▶ **What is asked**: Begin at the line that contains "Find the light" and repeat every line from there to the end of the records below, inclusive, without adding any other line.

▶ **Information shown**:
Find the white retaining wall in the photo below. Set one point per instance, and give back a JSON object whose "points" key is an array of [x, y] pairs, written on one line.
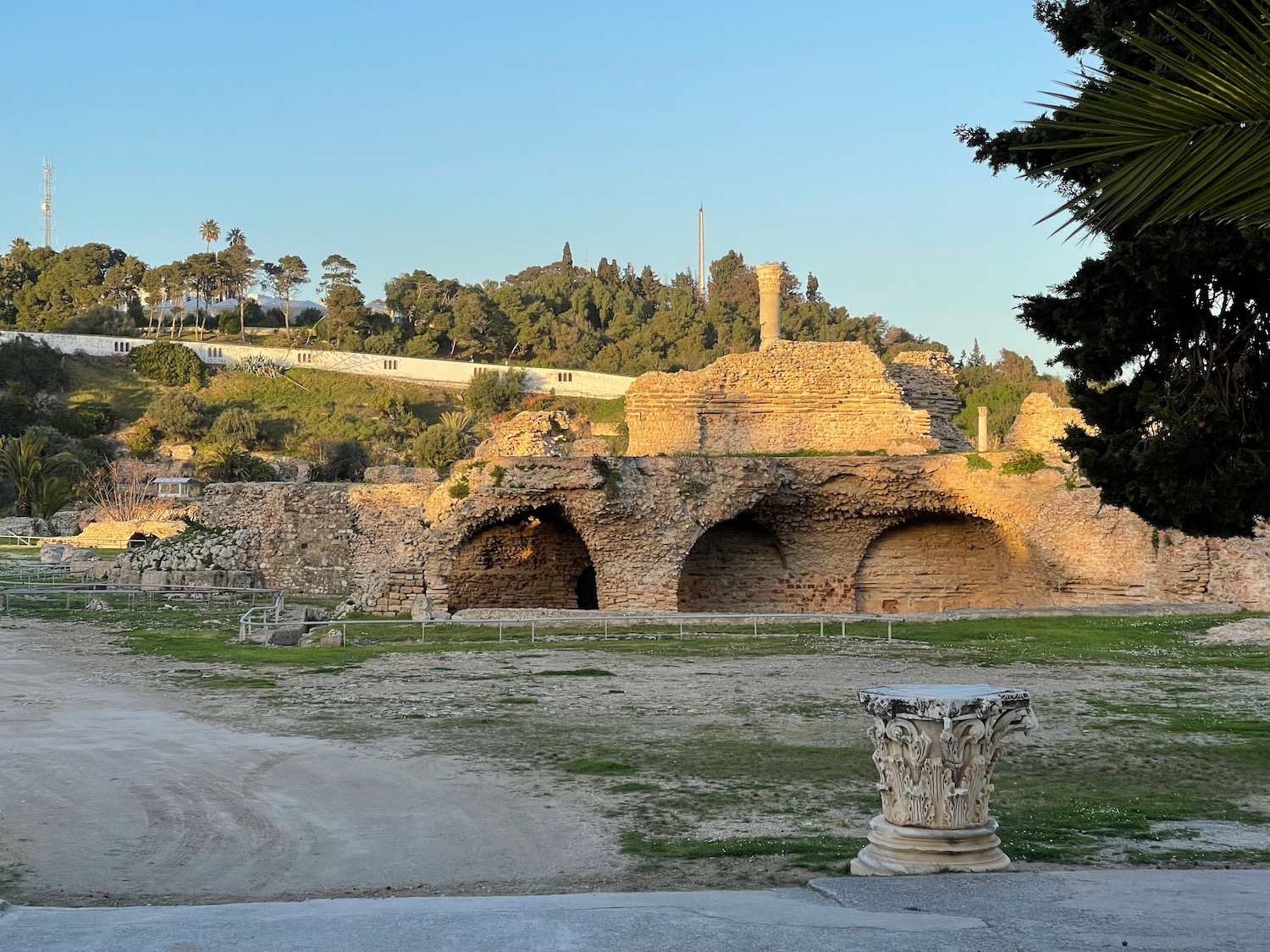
{"points": [[446, 373]]}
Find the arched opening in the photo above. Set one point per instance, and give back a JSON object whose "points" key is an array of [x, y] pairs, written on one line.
{"points": [[940, 563], [533, 561], [736, 566], [588, 597]]}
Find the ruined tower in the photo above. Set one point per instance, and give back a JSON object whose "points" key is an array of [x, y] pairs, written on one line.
{"points": [[769, 304]]}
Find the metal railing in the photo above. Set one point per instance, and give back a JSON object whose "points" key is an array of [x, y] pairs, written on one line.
{"points": [[208, 594], [256, 625]]}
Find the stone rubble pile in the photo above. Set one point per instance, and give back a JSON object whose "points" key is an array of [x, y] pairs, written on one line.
{"points": [[195, 558]]}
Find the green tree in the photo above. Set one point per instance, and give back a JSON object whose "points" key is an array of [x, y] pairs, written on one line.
{"points": [[210, 231], [1181, 137], [27, 465], [168, 362], [437, 447], [337, 272], [230, 462], [203, 273], [1168, 334], [284, 278], [235, 426], [493, 393], [240, 272]]}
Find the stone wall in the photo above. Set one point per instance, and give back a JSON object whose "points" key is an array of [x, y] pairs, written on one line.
{"points": [[841, 535], [940, 564], [1041, 423], [330, 538], [538, 560], [743, 533], [831, 398]]}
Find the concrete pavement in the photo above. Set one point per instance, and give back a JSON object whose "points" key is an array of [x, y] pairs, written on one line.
{"points": [[1046, 911]]}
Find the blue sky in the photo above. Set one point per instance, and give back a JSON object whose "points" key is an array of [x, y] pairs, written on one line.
{"points": [[475, 139]]}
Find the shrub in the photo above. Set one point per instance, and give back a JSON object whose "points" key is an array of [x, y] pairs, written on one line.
{"points": [[229, 462], [101, 319], [17, 414], [1024, 462], [178, 413], [229, 324], [27, 367], [493, 391], [235, 426], [89, 419], [342, 462], [973, 461], [439, 447], [169, 363], [141, 441]]}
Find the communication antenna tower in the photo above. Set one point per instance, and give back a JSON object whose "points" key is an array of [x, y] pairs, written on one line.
{"points": [[701, 253], [47, 207]]}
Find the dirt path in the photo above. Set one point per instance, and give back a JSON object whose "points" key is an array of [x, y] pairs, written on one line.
{"points": [[130, 779], [108, 792]]}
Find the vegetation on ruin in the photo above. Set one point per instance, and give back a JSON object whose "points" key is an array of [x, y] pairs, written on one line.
{"points": [[1166, 334]]}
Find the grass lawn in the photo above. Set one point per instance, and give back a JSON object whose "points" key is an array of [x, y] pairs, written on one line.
{"points": [[688, 743]]}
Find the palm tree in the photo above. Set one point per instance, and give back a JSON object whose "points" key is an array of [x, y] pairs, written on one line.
{"points": [[23, 461], [210, 231], [1191, 139]]}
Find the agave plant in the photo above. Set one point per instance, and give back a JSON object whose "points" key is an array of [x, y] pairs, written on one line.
{"points": [[461, 423], [1191, 139], [30, 469]]}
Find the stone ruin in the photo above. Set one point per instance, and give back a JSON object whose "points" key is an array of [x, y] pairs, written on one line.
{"points": [[1041, 423], [798, 479], [797, 398]]}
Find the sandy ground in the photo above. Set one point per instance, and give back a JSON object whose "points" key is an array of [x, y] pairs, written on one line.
{"points": [[113, 792], [129, 779]]}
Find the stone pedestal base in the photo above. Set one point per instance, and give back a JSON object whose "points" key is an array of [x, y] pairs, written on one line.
{"points": [[901, 850]]}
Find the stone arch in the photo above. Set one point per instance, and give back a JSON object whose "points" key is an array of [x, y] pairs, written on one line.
{"points": [[940, 561], [531, 560], [737, 565]]}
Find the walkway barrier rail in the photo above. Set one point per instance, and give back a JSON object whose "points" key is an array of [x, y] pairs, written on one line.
{"points": [[256, 625], [88, 591]]}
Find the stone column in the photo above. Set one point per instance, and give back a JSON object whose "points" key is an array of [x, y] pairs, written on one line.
{"points": [[769, 304], [935, 748]]}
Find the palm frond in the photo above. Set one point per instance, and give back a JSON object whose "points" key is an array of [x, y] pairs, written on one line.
{"points": [[1190, 140]]}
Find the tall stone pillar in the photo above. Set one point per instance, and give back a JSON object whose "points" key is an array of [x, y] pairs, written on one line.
{"points": [[769, 304]]}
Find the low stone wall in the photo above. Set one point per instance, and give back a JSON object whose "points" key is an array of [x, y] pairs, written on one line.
{"points": [[329, 538], [218, 558], [446, 373], [1041, 424]]}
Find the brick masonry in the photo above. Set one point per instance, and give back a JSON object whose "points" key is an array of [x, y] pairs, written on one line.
{"points": [[798, 396]]}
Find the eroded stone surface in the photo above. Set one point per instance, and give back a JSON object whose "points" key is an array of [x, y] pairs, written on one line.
{"points": [[797, 396]]}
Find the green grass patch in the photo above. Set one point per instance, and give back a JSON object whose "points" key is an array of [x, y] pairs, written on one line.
{"points": [[1061, 806], [766, 762], [1191, 858], [577, 673], [813, 852], [596, 767], [229, 680]]}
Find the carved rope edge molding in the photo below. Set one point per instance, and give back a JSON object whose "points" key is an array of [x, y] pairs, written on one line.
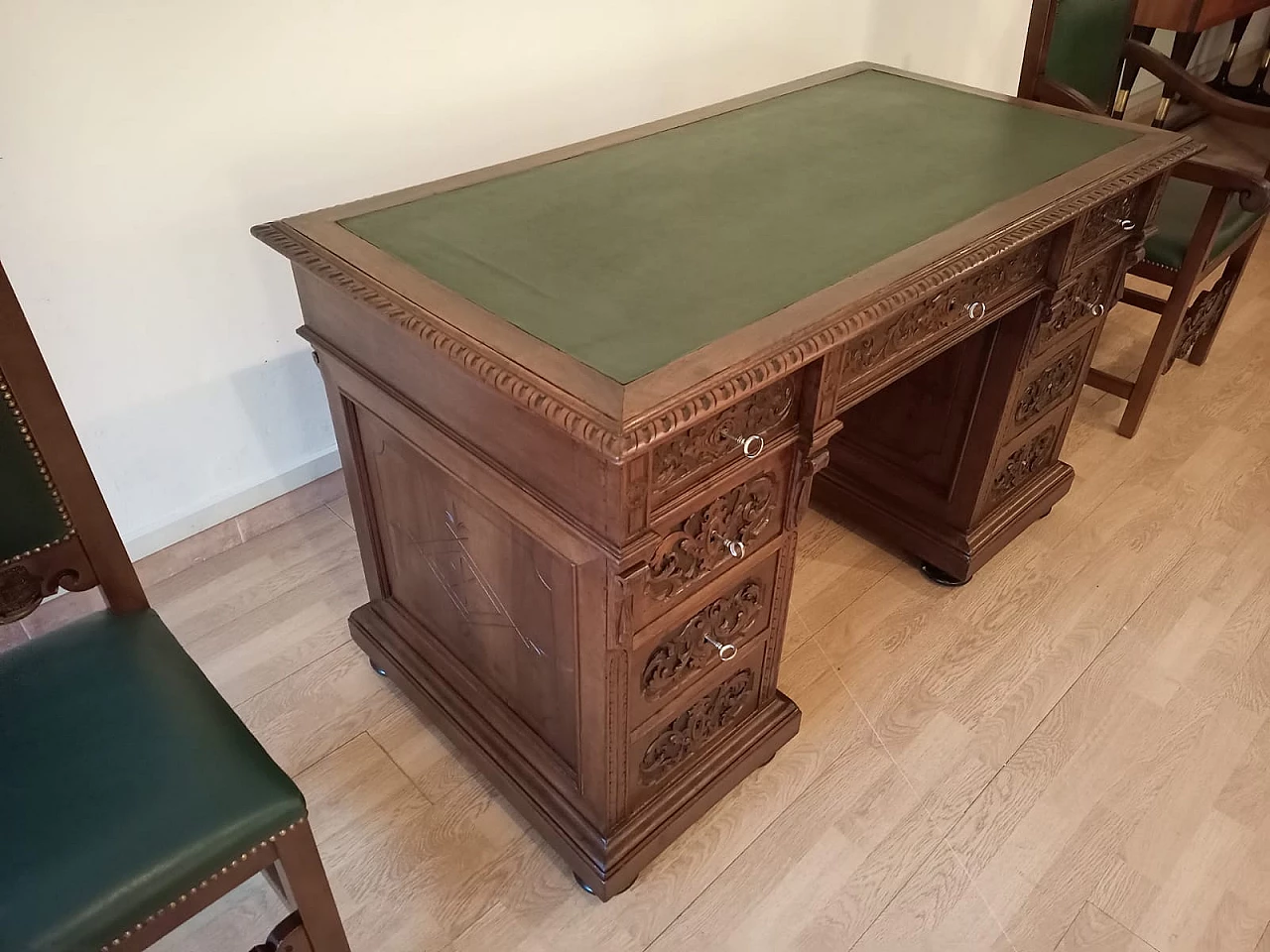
{"points": [[531, 395]]}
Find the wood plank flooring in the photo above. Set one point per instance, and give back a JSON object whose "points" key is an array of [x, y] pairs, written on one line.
{"points": [[1070, 754]]}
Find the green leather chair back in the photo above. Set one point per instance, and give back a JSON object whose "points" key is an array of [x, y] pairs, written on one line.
{"points": [[1084, 48], [31, 512]]}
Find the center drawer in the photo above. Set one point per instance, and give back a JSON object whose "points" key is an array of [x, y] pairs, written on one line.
{"points": [[739, 431]]}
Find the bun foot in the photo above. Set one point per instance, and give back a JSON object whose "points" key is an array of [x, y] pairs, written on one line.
{"points": [[589, 890], [942, 578]]}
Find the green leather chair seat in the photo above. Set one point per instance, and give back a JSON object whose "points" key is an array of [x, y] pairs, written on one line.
{"points": [[125, 778], [1179, 214]]}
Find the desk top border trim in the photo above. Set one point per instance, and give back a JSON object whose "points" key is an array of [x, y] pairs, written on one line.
{"points": [[619, 421]]}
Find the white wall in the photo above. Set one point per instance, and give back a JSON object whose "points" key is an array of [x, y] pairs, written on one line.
{"points": [[141, 139], [975, 42]]}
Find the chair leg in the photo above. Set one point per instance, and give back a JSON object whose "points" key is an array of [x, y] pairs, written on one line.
{"points": [[1160, 354], [1206, 316], [307, 879]]}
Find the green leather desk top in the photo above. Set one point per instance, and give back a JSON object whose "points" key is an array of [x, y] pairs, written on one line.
{"points": [[630, 257]]}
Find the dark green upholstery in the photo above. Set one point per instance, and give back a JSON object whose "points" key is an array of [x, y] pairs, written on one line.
{"points": [[630, 257], [1087, 46], [28, 511], [126, 779], [1180, 212]]}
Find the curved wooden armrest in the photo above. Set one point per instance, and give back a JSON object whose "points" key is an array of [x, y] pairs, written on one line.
{"points": [[1180, 81], [1254, 191]]}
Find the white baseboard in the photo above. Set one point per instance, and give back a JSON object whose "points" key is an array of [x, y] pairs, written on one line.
{"points": [[153, 540]]}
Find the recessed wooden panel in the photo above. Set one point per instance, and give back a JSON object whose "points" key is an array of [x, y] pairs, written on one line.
{"points": [[499, 599], [919, 422]]}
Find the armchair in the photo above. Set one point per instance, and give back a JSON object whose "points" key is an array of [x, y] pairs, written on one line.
{"points": [[1209, 214], [131, 796]]}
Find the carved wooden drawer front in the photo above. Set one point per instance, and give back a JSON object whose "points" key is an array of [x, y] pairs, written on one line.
{"points": [[1051, 381], [952, 312], [1025, 457], [674, 742], [703, 634], [1112, 221], [716, 531], [740, 430], [1080, 299]]}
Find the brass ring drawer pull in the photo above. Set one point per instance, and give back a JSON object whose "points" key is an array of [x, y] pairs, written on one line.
{"points": [[725, 652], [737, 549], [751, 445]]}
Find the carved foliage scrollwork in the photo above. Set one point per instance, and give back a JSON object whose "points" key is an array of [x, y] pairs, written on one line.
{"points": [[947, 308], [1203, 316], [717, 438], [1024, 463], [1105, 222], [701, 542], [690, 731], [1052, 386], [1071, 306], [725, 620]]}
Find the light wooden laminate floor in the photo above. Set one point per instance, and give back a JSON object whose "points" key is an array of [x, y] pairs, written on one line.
{"points": [[1071, 753]]}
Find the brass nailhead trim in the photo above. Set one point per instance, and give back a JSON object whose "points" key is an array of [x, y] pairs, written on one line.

▶ **Solution to this problem**:
Find the light wooden laminate floor in the photo above. Set one point per instance, and give back a JSON object whose "points" key is an array of [x, y] pairs, written on one line.
{"points": [[1071, 753]]}
Find the brass nailhead trim in the photo above. Set one point per instance, and give back a JSON object whose "points" key is an array of [x, y] pairs, written on one line.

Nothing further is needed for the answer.